» GOAL:
Take the line with "the traffic signal" and every line after it, through the end of the listing, and give them again exactly, pictures excluded.

» STORED DATA:
————————

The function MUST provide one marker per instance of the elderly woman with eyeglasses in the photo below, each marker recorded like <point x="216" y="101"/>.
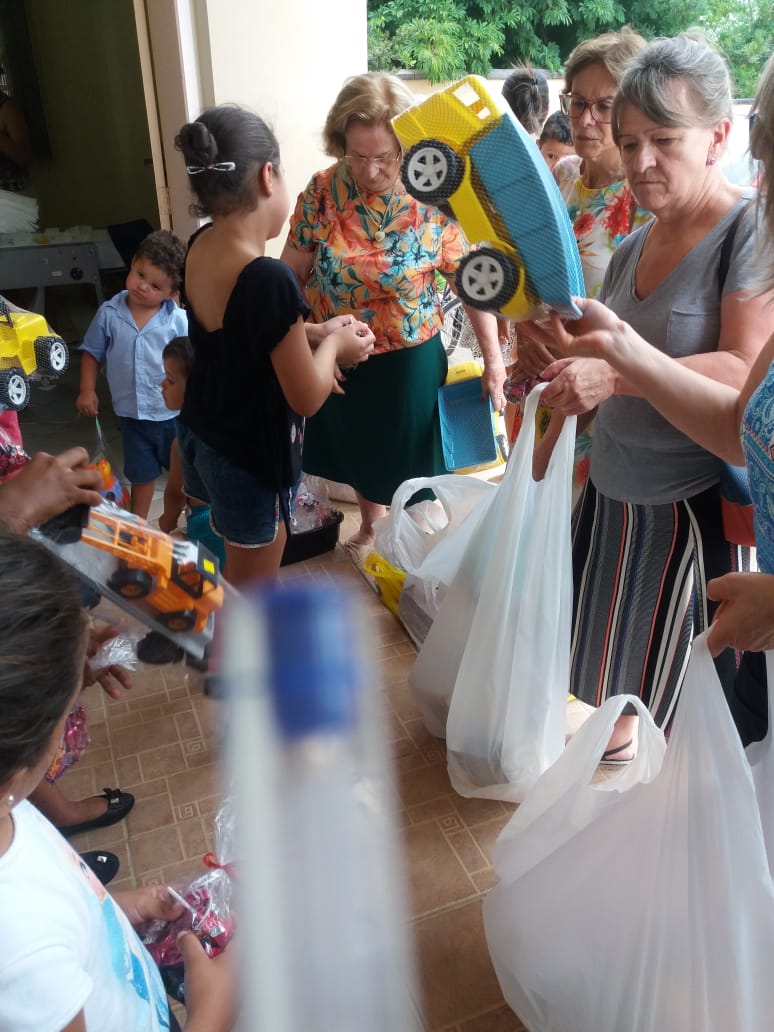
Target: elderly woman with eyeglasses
<point x="602" y="207"/>
<point x="362" y="247"/>
<point x="648" y="531"/>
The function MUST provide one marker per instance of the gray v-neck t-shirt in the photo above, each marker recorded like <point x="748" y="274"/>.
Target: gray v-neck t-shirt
<point x="637" y="455"/>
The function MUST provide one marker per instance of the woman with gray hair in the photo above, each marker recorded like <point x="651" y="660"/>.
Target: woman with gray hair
<point x="363" y="248"/>
<point x="648" y="531"/>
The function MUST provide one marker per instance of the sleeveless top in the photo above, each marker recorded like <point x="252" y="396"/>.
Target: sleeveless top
<point x="758" y="441"/>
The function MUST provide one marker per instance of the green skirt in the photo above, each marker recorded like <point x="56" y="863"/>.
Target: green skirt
<point x="385" y="427"/>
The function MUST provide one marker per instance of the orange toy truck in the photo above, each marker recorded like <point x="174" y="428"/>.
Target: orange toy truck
<point x="179" y="579"/>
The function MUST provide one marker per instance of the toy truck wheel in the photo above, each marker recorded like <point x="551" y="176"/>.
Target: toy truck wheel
<point x="14" y="389"/>
<point x="52" y="355"/>
<point x="131" y="583"/>
<point x="487" y="279"/>
<point x="431" y="171"/>
<point x="183" y="620"/>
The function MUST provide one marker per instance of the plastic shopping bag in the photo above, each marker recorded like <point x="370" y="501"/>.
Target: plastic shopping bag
<point x="497" y="654"/>
<point x="406" y="537"/>
<point x="761" y="758"/>
<point x="643" y="902"/>
<point x="427" y="540"/>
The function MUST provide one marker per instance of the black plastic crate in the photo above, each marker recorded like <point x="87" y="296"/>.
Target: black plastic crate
<point x="308" y="544"/>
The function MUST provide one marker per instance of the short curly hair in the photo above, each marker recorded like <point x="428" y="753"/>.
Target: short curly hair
<point x="373" y="98"/>
<point x="165" y="251"/>
<point x="614" y="50"/>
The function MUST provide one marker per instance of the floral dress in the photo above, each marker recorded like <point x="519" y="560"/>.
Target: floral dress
<point x="601" y="218"/>
<point x="390" y="284"/>
<point x="376" y="256"/>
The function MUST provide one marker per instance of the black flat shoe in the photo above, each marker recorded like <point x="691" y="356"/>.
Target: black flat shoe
<point x="119" y="804"/>
<point x="157" y="649"/>
<point x="104" y="865"/>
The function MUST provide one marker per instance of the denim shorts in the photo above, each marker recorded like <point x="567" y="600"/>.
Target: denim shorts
<point x="147" y="445"/>
<point x="242" y="511"/>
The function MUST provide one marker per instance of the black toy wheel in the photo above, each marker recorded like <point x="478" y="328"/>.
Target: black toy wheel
<point x="185" y="619"/>
<point x="487" y="279"/>
<point x="431" y="171"/>
<point x="14" y="389"/>
<point x="52" y="355"/>
<point x="131" y="583"/>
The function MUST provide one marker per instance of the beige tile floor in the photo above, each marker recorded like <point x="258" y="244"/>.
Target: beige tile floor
<point x="161" y="742"/>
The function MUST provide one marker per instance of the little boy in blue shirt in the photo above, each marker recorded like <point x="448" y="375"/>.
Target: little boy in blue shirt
<point x="128" y="335"/>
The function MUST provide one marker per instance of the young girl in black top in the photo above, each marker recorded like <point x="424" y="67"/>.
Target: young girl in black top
<point x="258" y="367"/>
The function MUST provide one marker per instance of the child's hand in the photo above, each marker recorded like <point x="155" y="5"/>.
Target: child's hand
<point x="354" y="343"/>
<point x="211" y="986"/>
<point x="87" y="402"/>
<point x="148" y="903"/>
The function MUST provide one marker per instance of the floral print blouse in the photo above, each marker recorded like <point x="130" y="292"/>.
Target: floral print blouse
<point x="389" y="283"/>
<point x="601" y="218"/>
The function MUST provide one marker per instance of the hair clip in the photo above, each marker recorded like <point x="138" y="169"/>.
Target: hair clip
<point x="218" y="166"/>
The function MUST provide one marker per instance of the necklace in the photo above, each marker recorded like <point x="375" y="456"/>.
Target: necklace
<point x="386" y="216"/>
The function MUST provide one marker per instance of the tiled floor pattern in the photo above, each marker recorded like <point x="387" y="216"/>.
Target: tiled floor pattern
<point x="161" y="743"/>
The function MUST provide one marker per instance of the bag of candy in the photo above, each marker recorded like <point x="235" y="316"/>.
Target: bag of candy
<point x="207" y="909"/>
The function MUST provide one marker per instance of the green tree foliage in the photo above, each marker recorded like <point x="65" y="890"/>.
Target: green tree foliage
<point x="448" y="38"/>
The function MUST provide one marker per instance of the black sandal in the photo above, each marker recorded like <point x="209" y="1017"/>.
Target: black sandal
<point x="104" y="865"/>
<point x="119" y="804"/>
<point x="610" y="758"/>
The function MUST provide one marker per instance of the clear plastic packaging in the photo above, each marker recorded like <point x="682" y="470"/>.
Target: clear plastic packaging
<point x="322" y="930"/>
<point x="208" y="909"/>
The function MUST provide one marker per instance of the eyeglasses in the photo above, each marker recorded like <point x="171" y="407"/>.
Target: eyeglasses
<point x="601" y="110"/>
<point x="381" y="161"/>
<point x="218" y="166"/>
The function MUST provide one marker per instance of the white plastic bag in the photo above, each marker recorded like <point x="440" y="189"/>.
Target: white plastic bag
<point x="644" y="902"/>
<point x="406" y="537"/>
<point x="761" y="758"/>
<point x="497" y="654"/>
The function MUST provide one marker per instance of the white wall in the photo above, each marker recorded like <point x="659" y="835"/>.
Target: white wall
<point x="286" y="61"/>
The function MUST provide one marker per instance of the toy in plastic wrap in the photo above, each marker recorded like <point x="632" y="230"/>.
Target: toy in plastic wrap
<point x="207" y="910"/>
<point x="473" y="436"/>
<point x="111" y="489"/>
<point x="29" y="352"/>
<point x="170" y="584"/>
<point x="74" y="742"/>
<point x="466" y="152"/>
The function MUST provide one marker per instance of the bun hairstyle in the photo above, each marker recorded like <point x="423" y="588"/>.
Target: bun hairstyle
<point x="42" y="646"/>
<point x="525" y="90"/>
<point x="222" y="150"/>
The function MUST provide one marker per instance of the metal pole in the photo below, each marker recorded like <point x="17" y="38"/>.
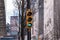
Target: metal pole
<point x="29" y="34"/>
<point x="28" y="30"/>
<point x="22" y="21"/>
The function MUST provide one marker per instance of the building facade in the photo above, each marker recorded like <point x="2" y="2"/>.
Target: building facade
<point x="2" y="19"/>
<point x="35" y="10"/>
<point x="51" y="20"/>
<point x="48" y="19"/>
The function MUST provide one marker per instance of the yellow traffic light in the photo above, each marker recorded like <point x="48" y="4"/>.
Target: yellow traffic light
<point x="29" y="18"/>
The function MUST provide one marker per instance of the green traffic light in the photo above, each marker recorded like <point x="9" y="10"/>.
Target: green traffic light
<point x="29" y="24"/>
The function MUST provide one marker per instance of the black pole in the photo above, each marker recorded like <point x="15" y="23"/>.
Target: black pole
<point x="29" y="34"/>
<point x="28" y="30"/>
<point x="22" y="21"/>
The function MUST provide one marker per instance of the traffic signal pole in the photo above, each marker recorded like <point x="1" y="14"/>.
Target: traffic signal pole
<point x="28" y="30"/>
<point x="22" y="21"/>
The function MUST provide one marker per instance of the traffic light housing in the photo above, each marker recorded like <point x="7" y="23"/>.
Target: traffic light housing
<point x="29" y="19"/>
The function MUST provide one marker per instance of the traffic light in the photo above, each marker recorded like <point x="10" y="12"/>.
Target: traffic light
<point x="29" y="18"/>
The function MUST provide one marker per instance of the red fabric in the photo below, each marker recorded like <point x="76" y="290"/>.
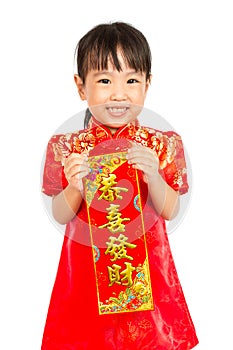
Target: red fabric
<point x="73" y="321"/>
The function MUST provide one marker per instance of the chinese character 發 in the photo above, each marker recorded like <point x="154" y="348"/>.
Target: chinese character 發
<point x="109" y="192"/>
<point x="117" y="247"/>
<point x="115" y="221"/>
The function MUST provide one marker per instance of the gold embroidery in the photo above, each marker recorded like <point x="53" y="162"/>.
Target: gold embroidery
<point x="114" y="274"/>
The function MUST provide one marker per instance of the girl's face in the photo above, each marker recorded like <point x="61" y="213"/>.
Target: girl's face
<point x="114" y="97"/>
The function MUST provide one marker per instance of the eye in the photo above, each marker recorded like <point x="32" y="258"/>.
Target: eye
<point x="132" y="81"/>
<point x="104" y="81"/>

————————

» OUTPUT OF THE EXERCISE:
The function MUST provide one marker per instance of the traffic signal pole in the photo above, each marker recorded like <point x="1" y="14"/>.
Target: traffic signal pole
<point x="28" y="30"/>
<point x="22" y="21"/>
The function MUST provide one marker per instance of the traffic light housing in the photo above, each marker recorded like <point x="7" y="23"/>.
Target: traffic light housing
<point x="29" y="19"/>
The function MUST provide one marker per instance of the traffic light in the photo above, each marker recorded like <point x="10" y="12"/>.
Target: traffic light
<point x="29" y="18"/>
The function MUST provide one marker per instance of the red fabric in the photo below, each marker recorded like <point x="76" y="290"/>.
Target: red fabric
<point x="73" y="321"/>
The function MUST provide one marker per instance of the chinese character 發 in the photo above, each marker recorded like <point x="154" y="348"/>.
Target: chinese character 發
<point x="109" y="192"/>
<point x="117" y="247"/>
<point x="115" y="221"/>
The function MUST provide one marker per instance of the gold embroidery in the photo above, each marker recorded like <point x="53" y="162"/>.
Target: gold embroidery
<point x="114" y="274"/>
The function MUST provide one marker per instance of the girl's face in the photo above, each marker recorded like <point x="61" y="213"/>.
Target: girl's face
<point x="114" y="97"/>
The function MUST provide one marker per instance of the eye in the photo above, each marker recorded like <point x="32" y="258"/>.
Target: eye
<point x="132" y="81"/>
<point x="104" y="81"/>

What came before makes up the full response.